### WHAT TO DO
Copy out every line of the records below word for word, but leave out the pictures.

══════

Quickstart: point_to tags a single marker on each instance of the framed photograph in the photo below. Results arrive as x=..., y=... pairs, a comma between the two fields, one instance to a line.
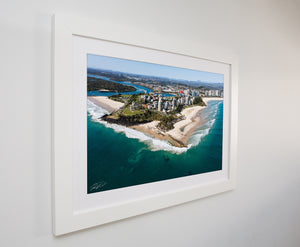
x=138, y=125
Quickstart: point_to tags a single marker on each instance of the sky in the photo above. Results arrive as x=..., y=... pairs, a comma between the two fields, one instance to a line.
x=142, y=68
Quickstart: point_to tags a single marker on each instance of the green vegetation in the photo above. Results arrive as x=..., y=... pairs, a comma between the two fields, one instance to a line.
x=95, y=84
x=167, y=122
x=198, y=101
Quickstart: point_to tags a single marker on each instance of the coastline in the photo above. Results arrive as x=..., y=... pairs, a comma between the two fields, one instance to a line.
x=178, y=136
x=182, y=130
x=104, y=102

══════

### RESULT OF THE TASK
Quickstart: point_to tags a single marker on each instance of the framed photograph in the photo below. Results arrive as x=..., y=... pairs, a comma between the two fields, one instance to a line.
x=138, y=125
Quickstart: point_to tags a single marker on each instance of the sky in the photo above. Results arrive as x=..., y=... pairs, a comma between the two fields, one instance to a line.
x=142, y=68
Quickstart: point_to tags a single marker on each instance of the green vegetation in the photo above. Results arrive as x=..., y=... pairs, a comma between the two fields, one instance to a line.
x=95, y=84
x=167, y=122
x=198, y=101
Quickstart: point_to tags a single marker on each instance of the coastline in the photo above. Results arrive as x=..., y=... pairs, a comma between the two fields, one instance to a line.
x=178, y=136
x=182, y=130
x=104, y=102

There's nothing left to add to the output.